*Exercise requirements*
Turn every line of the listing below into a Markdown table with the columns "No." and "Line", numbering each line and skipping blank ones. Leave the pictures out of the table.

*Object pointing listing*
-.-.-

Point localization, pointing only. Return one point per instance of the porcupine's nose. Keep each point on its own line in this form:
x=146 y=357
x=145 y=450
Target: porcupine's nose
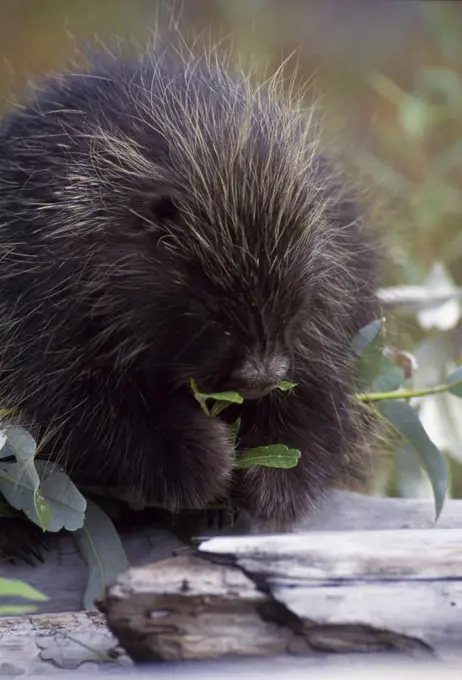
x=253 y=379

-.-.-

*Result below*
| No. | Line |
|---|---|
| 1 | Point localization, pointing only. Return one point per instance of the porcupine's nose. Keep each point on its own line in this form: |
| 2 | x=146 y=357 |
| 3 | x=145 y=450 |
| 4 | Target: porcupine's nose |
| 5 | x=253 y=379 |